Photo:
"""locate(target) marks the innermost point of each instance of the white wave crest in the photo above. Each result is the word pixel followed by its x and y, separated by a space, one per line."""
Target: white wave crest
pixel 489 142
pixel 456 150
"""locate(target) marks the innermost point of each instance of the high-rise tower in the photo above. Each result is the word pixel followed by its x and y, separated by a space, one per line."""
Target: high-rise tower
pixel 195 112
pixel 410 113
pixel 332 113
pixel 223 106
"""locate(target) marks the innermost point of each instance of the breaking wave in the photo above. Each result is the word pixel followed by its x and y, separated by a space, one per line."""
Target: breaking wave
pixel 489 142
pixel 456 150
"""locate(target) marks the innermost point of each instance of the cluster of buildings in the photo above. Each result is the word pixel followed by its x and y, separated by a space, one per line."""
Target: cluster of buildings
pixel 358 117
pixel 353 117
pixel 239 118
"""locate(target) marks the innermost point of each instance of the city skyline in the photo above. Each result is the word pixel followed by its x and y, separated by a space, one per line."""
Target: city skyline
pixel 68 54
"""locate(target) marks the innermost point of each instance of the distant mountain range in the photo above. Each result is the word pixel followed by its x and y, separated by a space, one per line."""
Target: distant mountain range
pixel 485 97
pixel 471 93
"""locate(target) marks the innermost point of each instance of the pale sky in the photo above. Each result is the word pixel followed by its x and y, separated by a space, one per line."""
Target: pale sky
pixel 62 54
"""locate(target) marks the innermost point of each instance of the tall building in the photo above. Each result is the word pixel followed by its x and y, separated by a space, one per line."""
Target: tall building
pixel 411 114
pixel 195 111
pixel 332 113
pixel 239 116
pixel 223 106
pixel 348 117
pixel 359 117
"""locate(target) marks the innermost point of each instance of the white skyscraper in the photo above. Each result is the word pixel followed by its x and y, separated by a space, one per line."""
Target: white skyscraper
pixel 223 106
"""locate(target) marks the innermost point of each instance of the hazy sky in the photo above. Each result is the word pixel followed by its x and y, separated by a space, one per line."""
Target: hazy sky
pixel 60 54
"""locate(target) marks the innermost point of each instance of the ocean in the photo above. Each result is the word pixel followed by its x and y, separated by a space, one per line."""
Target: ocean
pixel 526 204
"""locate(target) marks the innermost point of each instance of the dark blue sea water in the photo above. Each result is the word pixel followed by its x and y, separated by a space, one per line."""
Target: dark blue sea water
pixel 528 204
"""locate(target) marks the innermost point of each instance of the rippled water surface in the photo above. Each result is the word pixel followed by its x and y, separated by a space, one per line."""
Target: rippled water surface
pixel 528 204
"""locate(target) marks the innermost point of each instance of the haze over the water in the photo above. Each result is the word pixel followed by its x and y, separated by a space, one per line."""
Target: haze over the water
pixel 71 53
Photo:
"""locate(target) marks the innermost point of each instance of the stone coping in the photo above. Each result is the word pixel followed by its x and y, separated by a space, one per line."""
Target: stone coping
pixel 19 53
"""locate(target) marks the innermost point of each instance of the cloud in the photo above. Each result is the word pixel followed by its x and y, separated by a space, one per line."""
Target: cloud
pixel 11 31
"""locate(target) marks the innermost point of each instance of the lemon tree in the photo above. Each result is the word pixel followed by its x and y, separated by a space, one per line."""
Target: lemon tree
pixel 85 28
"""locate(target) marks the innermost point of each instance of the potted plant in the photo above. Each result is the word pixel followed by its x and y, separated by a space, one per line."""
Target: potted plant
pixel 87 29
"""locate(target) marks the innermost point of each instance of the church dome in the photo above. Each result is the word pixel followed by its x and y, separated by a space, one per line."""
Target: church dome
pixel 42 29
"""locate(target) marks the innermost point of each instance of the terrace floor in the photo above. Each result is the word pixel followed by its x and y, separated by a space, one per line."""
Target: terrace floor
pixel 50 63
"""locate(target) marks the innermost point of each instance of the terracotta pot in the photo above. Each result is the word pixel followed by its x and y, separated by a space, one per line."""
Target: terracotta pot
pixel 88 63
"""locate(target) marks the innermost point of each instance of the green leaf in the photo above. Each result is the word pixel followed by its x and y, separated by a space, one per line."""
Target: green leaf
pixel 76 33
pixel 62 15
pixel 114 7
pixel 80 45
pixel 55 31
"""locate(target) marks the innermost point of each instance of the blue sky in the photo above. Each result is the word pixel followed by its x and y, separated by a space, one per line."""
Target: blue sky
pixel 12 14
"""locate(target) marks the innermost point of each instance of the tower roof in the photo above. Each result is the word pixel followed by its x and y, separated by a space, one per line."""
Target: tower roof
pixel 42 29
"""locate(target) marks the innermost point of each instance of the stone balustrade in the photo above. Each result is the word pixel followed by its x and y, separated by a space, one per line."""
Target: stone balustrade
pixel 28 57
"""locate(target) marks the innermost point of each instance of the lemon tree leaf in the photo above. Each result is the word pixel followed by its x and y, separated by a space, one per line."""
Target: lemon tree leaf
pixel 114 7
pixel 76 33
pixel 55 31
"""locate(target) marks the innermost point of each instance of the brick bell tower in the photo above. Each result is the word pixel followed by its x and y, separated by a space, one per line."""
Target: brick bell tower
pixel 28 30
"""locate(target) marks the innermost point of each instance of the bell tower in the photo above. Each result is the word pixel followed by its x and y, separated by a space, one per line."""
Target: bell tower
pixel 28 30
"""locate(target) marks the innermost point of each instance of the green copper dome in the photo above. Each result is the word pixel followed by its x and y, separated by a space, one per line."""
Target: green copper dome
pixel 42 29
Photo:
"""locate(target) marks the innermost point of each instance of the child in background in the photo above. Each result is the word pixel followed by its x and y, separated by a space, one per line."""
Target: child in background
————
- What to do -
Please find every line in the records that contains the word "background", and copy it out.

- Solved problem -
"""locate(target) marks the innermost point of each instance of the child in background in the photo above. Each result is the word pixel followed by its x and y, separated by a space, one per line."""
Target: child in background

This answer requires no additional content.